### TEXTE FOURNI
/---

AFGHANISTAN, U.S.A., FRANCE VASSALE

> Blaise, j’ajouterais à votre liste les écrivains russes de la même période qui témoignaient d'un violent sentiment anti-français, à commencer par Dostoïevski. Cela dit, je ne suis pas hostile à un rapprochement avec la Russie, notamment celle qui fait un geste envers les Polonais à propos de Katyn, mais sans oublier que nous n'avons pas que des points de convergence.
Quant à la vassalité française, il me semble qu’il faut distinguer entre la population et nos dirigeants politiques, ou certains intellectuels atlantistes, qui traitent leurs compatriotes de munichois alors même que nous refusons d’aller, comme eux, lécher les bottes américaines qui nous frappent – savoureux paradoxe.
Et je ne crois pas que ce soit l’antiaméricanisme primaire qui soit là à blâmer, mais le simple souci de l’indépendance nationale face aux délirantes perspectives hégémoniques du Project for a new American century.

\---

### EXERCICES
1 – Selon le texte fourni, quel écrivain russe est nommé en premier parmi ceux qui témoignaient d'un violent sentiment anti-français ?
2 – Recopiez à l'identique, dans le texte fourni, tout ce qui va de « Et je ne crois » jusqu'à « new American century. ».

### EXTRAITS DE DONNÉES
/---

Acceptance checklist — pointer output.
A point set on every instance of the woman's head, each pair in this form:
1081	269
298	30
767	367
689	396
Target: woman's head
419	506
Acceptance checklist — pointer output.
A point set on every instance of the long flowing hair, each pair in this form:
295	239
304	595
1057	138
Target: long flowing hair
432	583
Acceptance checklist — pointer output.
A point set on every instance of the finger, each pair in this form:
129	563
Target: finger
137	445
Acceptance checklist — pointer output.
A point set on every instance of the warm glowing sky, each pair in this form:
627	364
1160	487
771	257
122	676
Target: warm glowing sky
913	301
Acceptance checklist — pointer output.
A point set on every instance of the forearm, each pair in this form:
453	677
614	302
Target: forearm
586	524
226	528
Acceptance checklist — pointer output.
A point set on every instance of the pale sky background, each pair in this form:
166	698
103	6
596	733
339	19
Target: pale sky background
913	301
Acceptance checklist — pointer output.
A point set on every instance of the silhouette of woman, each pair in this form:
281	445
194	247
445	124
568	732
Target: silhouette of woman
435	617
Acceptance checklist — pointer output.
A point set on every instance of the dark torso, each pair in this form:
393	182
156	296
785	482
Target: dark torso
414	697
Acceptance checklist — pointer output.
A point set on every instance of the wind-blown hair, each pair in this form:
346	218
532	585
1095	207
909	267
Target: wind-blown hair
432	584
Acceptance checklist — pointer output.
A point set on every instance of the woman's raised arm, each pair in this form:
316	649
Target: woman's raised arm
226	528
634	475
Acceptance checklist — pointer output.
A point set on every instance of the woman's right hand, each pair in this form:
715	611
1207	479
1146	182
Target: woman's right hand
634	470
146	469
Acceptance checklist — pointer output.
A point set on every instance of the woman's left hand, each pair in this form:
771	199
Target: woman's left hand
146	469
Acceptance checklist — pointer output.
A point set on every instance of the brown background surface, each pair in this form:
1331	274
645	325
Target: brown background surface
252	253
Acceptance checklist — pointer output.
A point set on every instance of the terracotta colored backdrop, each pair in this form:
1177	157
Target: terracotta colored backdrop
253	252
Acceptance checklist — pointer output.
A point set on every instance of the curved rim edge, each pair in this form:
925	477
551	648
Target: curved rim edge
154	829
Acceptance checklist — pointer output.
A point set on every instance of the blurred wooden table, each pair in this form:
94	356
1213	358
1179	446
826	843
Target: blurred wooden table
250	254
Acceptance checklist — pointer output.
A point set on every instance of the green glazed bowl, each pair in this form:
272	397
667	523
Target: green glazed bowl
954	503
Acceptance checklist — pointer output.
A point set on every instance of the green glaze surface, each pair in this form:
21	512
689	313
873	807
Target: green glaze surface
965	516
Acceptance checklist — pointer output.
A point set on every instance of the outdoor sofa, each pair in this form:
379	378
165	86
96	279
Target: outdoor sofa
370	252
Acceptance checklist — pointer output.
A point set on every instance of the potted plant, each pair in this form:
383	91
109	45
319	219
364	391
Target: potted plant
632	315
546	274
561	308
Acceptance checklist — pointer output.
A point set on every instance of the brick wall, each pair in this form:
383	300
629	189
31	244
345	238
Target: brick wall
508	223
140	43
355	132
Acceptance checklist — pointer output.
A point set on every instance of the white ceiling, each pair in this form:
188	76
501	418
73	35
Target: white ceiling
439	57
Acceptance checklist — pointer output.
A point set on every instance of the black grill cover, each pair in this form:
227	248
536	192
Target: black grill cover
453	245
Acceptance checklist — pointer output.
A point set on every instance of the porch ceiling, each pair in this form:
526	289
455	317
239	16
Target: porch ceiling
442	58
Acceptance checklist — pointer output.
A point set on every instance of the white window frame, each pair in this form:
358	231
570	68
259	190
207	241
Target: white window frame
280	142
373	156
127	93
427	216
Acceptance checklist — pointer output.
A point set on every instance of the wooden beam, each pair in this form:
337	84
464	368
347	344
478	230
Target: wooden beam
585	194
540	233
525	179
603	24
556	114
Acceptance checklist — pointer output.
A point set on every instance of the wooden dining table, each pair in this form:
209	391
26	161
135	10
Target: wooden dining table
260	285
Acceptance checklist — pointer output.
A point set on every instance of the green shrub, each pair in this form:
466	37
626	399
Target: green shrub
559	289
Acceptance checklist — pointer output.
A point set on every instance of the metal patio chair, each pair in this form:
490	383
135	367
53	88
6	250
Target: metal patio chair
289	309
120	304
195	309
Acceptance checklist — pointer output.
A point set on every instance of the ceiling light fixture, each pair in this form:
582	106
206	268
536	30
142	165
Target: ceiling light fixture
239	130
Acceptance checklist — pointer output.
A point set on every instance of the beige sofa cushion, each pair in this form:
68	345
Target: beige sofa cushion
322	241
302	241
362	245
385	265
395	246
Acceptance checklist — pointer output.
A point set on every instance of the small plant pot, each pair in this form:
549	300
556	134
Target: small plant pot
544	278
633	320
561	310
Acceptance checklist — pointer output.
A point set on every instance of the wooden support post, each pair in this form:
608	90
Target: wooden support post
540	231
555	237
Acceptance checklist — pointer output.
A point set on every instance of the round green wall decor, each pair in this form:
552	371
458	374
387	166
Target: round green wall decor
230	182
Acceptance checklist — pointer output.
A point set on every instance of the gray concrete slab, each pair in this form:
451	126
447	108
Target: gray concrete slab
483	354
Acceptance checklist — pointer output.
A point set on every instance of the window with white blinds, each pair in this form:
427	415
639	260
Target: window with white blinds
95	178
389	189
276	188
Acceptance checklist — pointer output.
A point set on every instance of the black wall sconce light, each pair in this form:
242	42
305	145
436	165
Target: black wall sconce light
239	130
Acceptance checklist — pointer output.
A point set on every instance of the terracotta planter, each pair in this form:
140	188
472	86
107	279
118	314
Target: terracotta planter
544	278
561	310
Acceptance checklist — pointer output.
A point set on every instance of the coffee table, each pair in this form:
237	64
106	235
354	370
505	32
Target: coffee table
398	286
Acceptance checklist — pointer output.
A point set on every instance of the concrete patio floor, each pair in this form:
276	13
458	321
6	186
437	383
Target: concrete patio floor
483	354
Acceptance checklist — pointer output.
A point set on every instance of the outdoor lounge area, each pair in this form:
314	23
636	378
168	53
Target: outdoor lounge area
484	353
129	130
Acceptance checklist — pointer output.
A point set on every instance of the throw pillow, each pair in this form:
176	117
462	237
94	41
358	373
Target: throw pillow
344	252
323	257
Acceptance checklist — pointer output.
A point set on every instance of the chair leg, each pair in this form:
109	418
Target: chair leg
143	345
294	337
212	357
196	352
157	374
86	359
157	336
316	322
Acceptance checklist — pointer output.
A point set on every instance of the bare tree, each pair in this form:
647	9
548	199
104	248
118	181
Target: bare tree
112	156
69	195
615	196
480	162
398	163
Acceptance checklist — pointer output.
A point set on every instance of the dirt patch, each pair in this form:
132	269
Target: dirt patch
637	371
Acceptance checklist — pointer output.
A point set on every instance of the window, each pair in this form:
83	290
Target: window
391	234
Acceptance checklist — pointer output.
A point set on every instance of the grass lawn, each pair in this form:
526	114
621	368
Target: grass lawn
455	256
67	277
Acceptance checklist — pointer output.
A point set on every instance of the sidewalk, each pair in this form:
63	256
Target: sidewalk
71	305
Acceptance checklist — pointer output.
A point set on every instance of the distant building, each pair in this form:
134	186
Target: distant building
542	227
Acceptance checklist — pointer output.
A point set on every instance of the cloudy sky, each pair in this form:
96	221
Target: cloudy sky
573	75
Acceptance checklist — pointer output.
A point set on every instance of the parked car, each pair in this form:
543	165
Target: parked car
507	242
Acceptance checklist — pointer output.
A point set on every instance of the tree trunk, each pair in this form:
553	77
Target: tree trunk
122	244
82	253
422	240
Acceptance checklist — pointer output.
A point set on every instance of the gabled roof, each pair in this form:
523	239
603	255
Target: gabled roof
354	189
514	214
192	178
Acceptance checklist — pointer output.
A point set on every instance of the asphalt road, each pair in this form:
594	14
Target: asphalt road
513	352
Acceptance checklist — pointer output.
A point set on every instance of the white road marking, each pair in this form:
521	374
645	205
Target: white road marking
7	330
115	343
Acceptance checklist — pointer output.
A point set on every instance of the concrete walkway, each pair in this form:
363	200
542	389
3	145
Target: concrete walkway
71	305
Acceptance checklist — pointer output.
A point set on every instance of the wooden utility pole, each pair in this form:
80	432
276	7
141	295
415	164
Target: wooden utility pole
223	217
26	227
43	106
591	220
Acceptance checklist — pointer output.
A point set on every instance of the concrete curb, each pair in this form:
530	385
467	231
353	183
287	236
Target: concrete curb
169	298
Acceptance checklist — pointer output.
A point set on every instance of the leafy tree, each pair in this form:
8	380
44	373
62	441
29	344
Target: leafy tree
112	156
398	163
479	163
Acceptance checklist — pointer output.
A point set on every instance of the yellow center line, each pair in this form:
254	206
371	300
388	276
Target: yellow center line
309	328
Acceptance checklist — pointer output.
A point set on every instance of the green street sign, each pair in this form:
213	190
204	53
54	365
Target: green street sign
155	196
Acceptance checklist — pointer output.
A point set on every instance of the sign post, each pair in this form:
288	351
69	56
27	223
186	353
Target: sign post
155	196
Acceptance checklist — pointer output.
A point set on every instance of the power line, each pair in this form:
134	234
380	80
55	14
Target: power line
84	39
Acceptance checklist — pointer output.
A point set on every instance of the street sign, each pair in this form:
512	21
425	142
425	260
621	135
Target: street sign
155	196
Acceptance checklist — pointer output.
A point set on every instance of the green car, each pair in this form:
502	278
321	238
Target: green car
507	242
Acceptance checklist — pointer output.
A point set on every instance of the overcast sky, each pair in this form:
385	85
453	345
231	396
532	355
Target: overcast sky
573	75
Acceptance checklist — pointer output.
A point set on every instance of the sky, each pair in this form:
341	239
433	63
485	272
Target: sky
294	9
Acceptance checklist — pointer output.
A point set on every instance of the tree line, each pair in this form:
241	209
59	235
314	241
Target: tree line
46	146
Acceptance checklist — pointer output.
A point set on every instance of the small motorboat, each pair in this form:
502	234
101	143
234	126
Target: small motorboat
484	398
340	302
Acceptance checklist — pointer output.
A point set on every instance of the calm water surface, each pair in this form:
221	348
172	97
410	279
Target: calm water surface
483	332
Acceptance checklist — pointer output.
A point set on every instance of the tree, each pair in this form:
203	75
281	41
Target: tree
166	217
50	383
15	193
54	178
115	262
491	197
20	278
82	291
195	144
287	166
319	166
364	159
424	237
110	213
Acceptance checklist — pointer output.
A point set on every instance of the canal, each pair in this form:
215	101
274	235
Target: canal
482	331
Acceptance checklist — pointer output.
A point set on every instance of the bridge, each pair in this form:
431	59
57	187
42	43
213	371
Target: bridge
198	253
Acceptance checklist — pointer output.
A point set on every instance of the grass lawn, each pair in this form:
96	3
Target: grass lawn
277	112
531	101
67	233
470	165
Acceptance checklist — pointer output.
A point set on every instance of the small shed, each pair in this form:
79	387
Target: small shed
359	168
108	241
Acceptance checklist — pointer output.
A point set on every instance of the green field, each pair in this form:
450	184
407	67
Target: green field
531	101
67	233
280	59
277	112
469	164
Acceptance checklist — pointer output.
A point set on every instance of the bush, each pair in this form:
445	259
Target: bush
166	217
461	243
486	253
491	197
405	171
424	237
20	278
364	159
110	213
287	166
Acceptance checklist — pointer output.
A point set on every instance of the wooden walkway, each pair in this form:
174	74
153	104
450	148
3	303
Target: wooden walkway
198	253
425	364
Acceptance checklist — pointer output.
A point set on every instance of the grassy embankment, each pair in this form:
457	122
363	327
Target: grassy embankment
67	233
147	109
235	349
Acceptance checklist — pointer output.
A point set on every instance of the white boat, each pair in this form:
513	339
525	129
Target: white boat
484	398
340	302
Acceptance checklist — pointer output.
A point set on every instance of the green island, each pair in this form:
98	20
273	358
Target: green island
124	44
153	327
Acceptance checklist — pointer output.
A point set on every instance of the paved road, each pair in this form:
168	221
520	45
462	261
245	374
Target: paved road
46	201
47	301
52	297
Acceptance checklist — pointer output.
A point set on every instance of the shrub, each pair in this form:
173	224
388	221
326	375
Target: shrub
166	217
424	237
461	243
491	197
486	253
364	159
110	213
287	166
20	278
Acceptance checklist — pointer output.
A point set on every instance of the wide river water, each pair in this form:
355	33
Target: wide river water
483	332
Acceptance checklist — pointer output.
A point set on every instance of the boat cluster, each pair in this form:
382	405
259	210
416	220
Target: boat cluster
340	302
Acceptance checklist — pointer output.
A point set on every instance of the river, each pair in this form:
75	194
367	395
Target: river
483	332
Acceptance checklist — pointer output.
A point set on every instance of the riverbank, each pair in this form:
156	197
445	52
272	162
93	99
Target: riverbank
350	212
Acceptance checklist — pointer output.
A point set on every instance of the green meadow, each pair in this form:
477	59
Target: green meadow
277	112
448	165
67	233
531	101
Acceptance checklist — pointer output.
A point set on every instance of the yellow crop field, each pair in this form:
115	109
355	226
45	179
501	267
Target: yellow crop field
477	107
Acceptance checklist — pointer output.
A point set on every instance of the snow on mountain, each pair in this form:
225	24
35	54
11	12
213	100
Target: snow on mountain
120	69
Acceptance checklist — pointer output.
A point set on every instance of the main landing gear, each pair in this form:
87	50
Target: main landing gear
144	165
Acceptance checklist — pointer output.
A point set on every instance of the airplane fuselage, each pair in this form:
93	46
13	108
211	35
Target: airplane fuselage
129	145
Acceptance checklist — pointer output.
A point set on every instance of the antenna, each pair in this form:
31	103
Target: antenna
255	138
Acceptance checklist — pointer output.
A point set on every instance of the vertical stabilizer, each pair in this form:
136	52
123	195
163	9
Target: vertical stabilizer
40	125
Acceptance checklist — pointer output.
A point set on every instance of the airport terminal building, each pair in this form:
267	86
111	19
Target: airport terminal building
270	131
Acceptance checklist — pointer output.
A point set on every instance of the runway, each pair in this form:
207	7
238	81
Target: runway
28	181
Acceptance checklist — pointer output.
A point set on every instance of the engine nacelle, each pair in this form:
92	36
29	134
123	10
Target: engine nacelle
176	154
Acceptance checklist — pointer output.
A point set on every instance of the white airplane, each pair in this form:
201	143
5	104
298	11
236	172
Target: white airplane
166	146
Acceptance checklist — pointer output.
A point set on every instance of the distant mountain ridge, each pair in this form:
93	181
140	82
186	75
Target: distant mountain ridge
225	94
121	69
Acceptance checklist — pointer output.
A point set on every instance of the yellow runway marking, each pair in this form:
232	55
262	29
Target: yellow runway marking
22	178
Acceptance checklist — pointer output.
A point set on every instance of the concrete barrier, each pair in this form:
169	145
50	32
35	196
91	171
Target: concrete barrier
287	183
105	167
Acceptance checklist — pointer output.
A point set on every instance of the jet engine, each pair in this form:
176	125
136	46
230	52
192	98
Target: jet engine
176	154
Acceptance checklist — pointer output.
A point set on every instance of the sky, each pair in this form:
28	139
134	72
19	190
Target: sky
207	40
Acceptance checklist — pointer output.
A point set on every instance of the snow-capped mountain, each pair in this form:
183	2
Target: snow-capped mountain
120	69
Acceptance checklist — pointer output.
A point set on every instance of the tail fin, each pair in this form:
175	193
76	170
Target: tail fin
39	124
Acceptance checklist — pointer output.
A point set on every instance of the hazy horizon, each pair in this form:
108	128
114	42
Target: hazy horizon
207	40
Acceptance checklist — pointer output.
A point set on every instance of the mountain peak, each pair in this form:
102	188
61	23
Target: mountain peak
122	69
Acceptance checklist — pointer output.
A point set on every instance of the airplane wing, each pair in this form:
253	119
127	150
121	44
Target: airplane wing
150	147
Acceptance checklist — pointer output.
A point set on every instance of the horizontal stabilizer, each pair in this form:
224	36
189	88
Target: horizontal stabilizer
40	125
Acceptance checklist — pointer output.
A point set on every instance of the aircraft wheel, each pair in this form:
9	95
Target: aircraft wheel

\---

### RÉPONSES PAR EXERCICE
1 – Dostoïevski.

2 –
Et je ne crois pas que ce soit l’antiaméricanisme primaire qui soit là à blâmer, mais le simple souci de l’indépendance nationale face aux délirantes perspectives hégémoniques du Project for a new American century.